This is the home for Trading Tommy! Tommy is a very simple trading bot that find opporunities to trade equity securities (stocks) on the NYSE. Currently, Tommy only makes decisions based on the price and the Relative Strength Index (RSI) of a symbol.
To install all required Python modules as specified in requirements.txt
, navigate to python/
and run:
python -m pip install -r requirements.txt
Follow the instruction on the Alpaca website to create an account.
For the bot to retrieve data from the Alpaca API, you must set the APCA_API_KEY_ID
and APCA_API_SECRET_KEY
environment variables to the API Key and API Secret Key listed in the account you create from step 2.
Note: We highly recommend you use a paper account (that simulates trades instead of placing real orders) while you get started!
Navigate inside python/
and run:
python3 main.py
In addition, you can pass in the following arguments:
- Run the custom function and exit - for testing purpose
-c, --custom
- Log debug messages
-d, --debug
- Suppresses all output except critical, overrides debug
-q, --quiet
- Store all output in the specified file
-o, --output
- Specify the timeframe over which to calculate signals and make trades, in MINUTES - [1, 1440]
-t, --timeframe
The bot will identify optimal buying/selling points, and generate graphs to display the detected buying/selling points. The following is an example graph:
[Image to insert]
Tommy is split up into three main pieces:
Core.py
is responisble for making web requests to Alpaca, for actions like fetching data and placing orders. These are almost entirely done through Alpaca's Python API.Brain.py
calculates quantitative finance signals, like the RSI, as well as determines whether a symbol should be bought or sold.Platform.py
decides the order in which different elements are run and the flow of the program. Currently, there are two main threads. The first thread loops through high-volume symbols (obtained fromUtil.py
) and determines whether each should be bought or sold based on answers fromBrain.py
. The second thread fetches data from Alpaca in the background, whichBrain.py
uses to produce as up-to-date signals as possible.

....................

Exercise instructions:
A) According to the Trading Tommy description, what two things does Tommy currently base its decisions on?
B) Quote the stretch of the Trading Tommy description from "This is the" through "from step 2.".
C) Summarize the Trading Tommy description in two sentences.

Items from a data source:
....................

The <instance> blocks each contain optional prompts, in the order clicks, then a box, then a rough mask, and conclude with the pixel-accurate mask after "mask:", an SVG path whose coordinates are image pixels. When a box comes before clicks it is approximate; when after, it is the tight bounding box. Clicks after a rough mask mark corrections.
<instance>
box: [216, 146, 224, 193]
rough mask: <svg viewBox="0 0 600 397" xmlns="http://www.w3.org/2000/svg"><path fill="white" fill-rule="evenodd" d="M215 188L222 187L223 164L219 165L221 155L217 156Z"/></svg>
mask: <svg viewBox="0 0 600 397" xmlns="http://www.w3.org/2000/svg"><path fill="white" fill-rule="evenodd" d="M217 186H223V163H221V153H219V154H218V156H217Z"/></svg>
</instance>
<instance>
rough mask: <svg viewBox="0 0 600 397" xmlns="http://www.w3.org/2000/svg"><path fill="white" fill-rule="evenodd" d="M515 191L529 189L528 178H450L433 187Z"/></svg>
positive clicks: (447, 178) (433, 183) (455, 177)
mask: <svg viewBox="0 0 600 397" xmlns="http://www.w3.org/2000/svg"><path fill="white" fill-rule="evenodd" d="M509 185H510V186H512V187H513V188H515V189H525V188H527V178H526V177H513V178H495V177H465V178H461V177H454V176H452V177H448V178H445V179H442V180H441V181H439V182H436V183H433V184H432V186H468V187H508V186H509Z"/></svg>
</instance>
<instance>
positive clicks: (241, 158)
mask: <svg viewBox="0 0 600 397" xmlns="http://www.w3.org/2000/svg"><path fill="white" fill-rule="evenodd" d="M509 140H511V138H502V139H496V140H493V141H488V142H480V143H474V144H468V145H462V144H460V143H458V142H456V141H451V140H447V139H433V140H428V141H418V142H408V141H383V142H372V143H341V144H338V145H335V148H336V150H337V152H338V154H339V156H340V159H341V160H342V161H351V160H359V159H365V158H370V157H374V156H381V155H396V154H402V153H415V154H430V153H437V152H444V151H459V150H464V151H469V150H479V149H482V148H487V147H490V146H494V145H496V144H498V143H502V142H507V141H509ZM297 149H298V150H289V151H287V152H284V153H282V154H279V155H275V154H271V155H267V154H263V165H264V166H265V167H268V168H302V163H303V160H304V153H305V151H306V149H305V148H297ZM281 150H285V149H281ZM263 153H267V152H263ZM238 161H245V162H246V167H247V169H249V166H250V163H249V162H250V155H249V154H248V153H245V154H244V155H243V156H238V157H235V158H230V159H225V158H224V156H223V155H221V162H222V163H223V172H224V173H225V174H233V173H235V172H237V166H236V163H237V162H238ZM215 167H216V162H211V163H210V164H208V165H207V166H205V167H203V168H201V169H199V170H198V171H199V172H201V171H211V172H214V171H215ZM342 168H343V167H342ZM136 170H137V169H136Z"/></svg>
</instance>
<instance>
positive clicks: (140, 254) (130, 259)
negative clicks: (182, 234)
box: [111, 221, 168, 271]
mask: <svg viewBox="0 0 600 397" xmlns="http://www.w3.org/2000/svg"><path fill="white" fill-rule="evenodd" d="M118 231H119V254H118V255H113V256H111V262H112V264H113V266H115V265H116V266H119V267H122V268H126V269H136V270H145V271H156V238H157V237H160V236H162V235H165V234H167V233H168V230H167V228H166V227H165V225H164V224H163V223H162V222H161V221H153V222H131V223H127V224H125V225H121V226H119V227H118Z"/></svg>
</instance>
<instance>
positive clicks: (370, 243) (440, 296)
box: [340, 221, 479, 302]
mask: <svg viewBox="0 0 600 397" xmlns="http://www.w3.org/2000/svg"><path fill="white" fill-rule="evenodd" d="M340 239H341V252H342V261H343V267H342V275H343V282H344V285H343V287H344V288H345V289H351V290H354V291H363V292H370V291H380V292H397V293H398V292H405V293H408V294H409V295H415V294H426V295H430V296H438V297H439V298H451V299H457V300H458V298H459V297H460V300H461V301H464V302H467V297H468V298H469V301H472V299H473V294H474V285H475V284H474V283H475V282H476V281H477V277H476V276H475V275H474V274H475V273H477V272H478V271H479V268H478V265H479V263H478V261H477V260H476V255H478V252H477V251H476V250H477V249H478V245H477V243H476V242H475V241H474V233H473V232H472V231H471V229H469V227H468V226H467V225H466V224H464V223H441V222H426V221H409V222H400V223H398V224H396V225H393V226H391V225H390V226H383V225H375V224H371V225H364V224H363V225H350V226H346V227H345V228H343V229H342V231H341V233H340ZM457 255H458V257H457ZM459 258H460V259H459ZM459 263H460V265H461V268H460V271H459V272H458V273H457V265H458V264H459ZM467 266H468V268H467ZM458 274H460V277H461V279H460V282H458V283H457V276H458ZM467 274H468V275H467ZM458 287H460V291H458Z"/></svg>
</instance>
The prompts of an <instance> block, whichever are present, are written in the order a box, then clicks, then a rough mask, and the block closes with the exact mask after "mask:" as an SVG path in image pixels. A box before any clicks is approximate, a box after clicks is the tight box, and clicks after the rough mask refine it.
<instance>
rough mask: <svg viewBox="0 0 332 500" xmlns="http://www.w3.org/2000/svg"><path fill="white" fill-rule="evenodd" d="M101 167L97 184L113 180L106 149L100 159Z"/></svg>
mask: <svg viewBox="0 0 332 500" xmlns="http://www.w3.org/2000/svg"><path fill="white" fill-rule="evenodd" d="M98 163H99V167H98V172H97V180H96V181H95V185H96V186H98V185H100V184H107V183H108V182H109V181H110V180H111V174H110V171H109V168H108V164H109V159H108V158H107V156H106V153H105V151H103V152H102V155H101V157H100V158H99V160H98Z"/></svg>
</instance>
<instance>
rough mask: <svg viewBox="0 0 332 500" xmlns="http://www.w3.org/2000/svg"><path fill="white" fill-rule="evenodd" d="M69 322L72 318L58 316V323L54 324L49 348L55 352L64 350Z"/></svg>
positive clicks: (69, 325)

....................

Responses for each task:
A) The price and the Relative Strength Index (RSI) of a symbol.

B)
This is the home for Trading Tommy! Tommy is a very simple trading bot that find opporunities to trade equity securities (stocks) on the NYSE. Currently, Tommy only makes decisions based on the price and the Relative Strength Index (RSI) of a symbol.
To install all required Python modules as specified in requirements.txt
, navigate to python/
and run:
python -m pip install -r requirements.txt
Follow the instruction on the Alpaca website to create an account.
For the bot to retrieve data from the Alpaca API, you must set the APCA_API_KEY_ID
and APCA_API_SECRET_KEY
environment variables to the API Key and API Secret Key listed in the account you create from step 2.

C) Trading Tommy is a simple bot that looks for opportunities to trade stocks on the NYSE, currently deciding based only on a symbol's price and RSI. To use it, you install the required Python modules, create an Alpaca account, set the API key environment variables, and run main.py from inside the python/ folder.